[Rows from a dataset]
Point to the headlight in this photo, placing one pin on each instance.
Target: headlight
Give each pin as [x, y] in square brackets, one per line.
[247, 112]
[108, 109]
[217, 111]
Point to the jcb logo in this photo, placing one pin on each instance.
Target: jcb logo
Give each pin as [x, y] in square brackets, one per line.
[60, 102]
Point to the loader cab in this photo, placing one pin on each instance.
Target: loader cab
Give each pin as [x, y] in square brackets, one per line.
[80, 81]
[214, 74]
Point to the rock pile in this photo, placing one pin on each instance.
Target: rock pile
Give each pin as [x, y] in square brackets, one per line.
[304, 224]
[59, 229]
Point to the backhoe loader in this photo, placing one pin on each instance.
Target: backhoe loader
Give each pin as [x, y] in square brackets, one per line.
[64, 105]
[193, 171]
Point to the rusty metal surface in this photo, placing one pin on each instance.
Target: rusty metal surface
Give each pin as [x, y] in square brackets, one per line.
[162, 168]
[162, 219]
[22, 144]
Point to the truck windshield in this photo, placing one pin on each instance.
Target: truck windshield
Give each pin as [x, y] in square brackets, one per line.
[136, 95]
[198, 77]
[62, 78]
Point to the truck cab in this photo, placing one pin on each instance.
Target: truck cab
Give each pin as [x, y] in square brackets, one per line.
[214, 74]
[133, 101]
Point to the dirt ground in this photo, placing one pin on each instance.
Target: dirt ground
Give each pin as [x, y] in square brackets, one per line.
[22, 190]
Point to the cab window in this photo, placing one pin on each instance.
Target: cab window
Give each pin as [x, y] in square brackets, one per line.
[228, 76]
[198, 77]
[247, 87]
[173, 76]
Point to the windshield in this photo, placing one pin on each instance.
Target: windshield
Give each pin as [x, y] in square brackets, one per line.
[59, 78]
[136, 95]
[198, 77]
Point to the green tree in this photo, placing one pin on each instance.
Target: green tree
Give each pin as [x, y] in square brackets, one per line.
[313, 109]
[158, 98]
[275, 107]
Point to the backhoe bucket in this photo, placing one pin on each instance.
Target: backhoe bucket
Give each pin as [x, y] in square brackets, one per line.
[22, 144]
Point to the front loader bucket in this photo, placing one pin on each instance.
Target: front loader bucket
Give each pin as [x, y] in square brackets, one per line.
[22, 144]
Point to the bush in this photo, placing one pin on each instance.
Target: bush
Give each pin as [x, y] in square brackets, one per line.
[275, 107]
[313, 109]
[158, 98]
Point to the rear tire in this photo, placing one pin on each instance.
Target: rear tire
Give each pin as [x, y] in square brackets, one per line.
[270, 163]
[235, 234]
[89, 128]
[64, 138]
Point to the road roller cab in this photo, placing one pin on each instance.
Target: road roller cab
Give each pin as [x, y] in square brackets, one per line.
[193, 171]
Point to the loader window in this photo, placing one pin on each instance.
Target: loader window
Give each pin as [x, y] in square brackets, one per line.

### Work to be completed
Please copy out each record, character for character.

### Expected answer
Point to the headlight in this photo, placing one pin on each instance.
Target: headlight
Give each pin as [x, y] in square brackets, one per line.
[247, 112]
[108, 109]
[217, 111]
Point to the jcb logo in this photo, placing one pin on each instance.
Target: jcb logo
Give each pin as [x, y] in square brackets, one per line.
[60, 102]
Point to the loader cab in this photo, placing one pin on each instance.
Target: loader cab
Give each pin as [x, y] in square brackets, one per line.
[80, 81]
[214, 74]
Point to the rock pile in this photo, placing one pin on each instance.
Target: rock pile
Give each pin as [x, y] in square brackets, one per line.
[304, 224]
[59, 229]
Point to the backhoe loader in this photo, placing one pin on each instance.
Target: backhoe loader
Give each pin as [x, y] in square brackets, one per line.
[64, 105]
[193, 171]
Point to the rusty metal surface in this photo, placing one pin on each instance.
Target: rusty metal surface
Give each pin as [x, y] in square brackets, one per line.
[162, 168]
[162, 219]
[22, 144]
Point to the truck windshield in this photo, placing one pin on each instance.
Target: truck windshield
Give each pin as [x, y] in square brackets, one per line.
[136, 95]
[198, 77]
[62, 78]
Point to the truck cab in this photo, placing one pin on each instance.
Target: truck cab
Give each pin as [x, y] in square brackets, one per line.
[214, 74]
[133, 101]
Point to the dirt ground in this photo, placing one pin on each instance.
Target: dirt ground
Give each pin as [x, y] in square brackets, one per line.
[22, 190]
Point to the cab window in this photo, placing one pin on each instance.
Target: cab window
Give each pin as [x, y] in square brackets, one per line.
[228, 76]
[198, 77]
[247, 87]
[173, 76]
Point to the windshield in this photo, placing one pin on each instance.
Target: windshield
Give each pin as [x, y] in square brackets, one per line.
[59, 78]
[136, 95]
[198, 77]
Point to the green tree in this photo, placing one pin on each instance.
Target: green tree
Give each pin as [x, y] in square brackets, one per line.
[313, 109]
[158, 98]
[275, 107]
Point to the backhoe bucket in this photo, placing one pin on each instance.
Target: backhoe bucket
Give each pin as [x, y] in square brackets, one per line.
[22, 144]
Point to the front loader bucket in this photo, placing one pin on each instance.
Target: front loader bucket
Give each pin as [x, y] in square brackets, one per line.
[22, 144]
Point to the bush in this photo, placing one pin on each instance.
Target: bush
Give each pin as [x, y] in square brackets, one per line.
[275, 107]
[313, 109]
[158, 98]
Point to the rear tire in this photo, placing one pin on each instance.
Target: rear tire
Give each pin as [x, y] in square brackets, one per line.
[270, 163]
[235, 234]
[89, 128]
[64, 138]
Point to the road roller cab in this photo, placing one pin on each instance.
Target: road roller cab
Give each pin as [x, y] in square brackets, one per line.
[193, 171]
Point to the loader window in this photo, placing one pin on each instance.
Target: loader window
Give each pin as [x, y] in square brackets, one per line.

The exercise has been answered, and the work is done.